Supplied text
══════════════════════════════

I suppose I’ve written this blog article not so much for myself, but for any of my readers who have found themselves in a similar situation. I want anyone who has to know my process so that he/she too can see the toxicity that can happen and hopefully learn from it as well. I will still choose to give myself to others as they struggle, but I’ve learned – the hard way – that I need to make sure I’m taking care of myself as well. It reminds me of a phrase I heard a while ago and often pass on to others. I need to take my own advice!

Fill your own cup first, and nourish others with the overflow.

6 thoughts on “Struggles of an Empath

  1. You are a very good human being Josborne and u should be very proud of yourself. But one person has to be strong if he wishes to emotionally support the grieving person and being emphatic will make you emotionally drained and you will not be able to help your friend in the best way. So its good that u distanced from the situation for a while. Like in aeroplanes also they say in case of emergency wear the oxygen masks first and only then help.others
    Your friend is very emotionally hurt but plz make him realise enough of time of life has been wasted anyways over loving an undeserving person ..time is precious and after grieving for a while ,he should get up and give life another chance coz after losing precious time thinking about people who never deserved it in tr first place ,I myself had started grieving over the time wasted over it. It’s like a web and u keep getting stuck in it.
    I hope I am not hurting your feelings in any way with my remarks…

    Liked by 2 people

  2. Your honesty and your insights/perceptions are ALWAYS welcomed with open arms! Knowing what other people think about a given situation adds a new perspective and, yea, maybe a little kick in the butt – but please, don’t ever refraining from sharing here!

    Liked by 2 people

  3. Knowing you as I do, you have touched on one of my fears for your own well-being. I understand, and have been witness to, your huge capacity for empathy, something I am still jealous of because of my own lacking. But I do fear your being emotionally consumed by others problems. If you take on all the feelings, fears, and problems of another so deeply as to detrimentally impact your own emotional well-being, then the benefits of being empathic seem counter-productive. When someone is on a dark path, it is very humane and kind to want to help them find the light again. But shown where the light still exists, they must then choose to seek it out on their own. You cannot follow them into the continuing darkness just to see where it goes. When someone is drowning, throw them a life line certainly, but it doesn’t mean you have to jump in the water and drown with them. Be the crutch, not the wheelchair!

    Liked by 1 person

  4. What an amazing post! It took me a couple of times to really read and process what you were going through. Having so much empathy almost sounds like a super power and like with any super power, the consequences of overexertion can be quite dire.

    The analogy Brad made about someone drowning fits perfectly!

    Since you partially intended this post for your readers, i will use this moment for self-reflection. As you may know, I am someone who loves helping others. I am definitely a ‘pleaser’ and have helped others in the past, to the point that it has been detrimental to my own situation. I’ve learned from that still fall for it from time to time.

    I will just try to keep this in mind as a mantra: “Fill your own cup first, and nourish others with the overflow.“

    Liked by 1 person

  5. What do you think about each of us inserting the quote to each other at least once each time we see each other? I could certainly use the reminder and it sounds like you could use it, too?

══════════════════════════════

Listed records
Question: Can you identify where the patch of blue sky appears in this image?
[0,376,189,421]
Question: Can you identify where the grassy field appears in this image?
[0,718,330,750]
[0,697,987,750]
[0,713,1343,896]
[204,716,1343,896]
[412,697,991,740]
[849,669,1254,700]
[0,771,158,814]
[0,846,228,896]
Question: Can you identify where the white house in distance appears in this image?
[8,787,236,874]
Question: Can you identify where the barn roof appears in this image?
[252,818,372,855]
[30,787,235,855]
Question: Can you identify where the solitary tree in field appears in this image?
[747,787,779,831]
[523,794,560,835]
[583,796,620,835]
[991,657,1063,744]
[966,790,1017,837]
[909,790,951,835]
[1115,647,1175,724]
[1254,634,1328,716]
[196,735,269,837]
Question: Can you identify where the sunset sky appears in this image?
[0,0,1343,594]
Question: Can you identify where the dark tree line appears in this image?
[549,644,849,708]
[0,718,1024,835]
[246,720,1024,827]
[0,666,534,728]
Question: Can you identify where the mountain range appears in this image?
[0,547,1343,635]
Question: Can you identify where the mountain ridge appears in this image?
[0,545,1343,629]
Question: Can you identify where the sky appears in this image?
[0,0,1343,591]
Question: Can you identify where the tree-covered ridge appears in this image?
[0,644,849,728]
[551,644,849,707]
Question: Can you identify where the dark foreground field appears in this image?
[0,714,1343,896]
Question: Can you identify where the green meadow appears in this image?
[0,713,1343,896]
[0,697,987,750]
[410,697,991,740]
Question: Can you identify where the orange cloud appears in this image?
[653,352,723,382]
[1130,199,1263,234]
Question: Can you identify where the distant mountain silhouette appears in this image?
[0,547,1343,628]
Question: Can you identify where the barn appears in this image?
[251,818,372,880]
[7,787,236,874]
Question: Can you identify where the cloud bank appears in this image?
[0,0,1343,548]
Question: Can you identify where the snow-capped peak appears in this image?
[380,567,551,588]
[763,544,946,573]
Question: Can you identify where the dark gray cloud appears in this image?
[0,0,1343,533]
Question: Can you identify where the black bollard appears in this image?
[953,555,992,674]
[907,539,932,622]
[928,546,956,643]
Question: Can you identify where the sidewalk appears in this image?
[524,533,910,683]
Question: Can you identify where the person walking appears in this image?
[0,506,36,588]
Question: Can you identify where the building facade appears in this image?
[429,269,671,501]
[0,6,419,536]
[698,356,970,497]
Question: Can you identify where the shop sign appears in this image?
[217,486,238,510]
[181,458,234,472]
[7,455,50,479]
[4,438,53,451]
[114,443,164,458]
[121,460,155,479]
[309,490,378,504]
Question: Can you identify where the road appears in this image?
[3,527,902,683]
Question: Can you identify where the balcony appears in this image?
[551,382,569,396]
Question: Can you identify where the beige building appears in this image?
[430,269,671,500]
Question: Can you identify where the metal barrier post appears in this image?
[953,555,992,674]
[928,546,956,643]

══════════════════════════════

How to complete this task
Translate this sentence from the empath blog post into Spanish: "When someone is on a dark path, it is very humane and kind to want to help them find the light again."

Result
Cuando alguien está en un camino oscuro, es muy humano y bondadoso querer ayudarle a encontrar la luz de nuevo.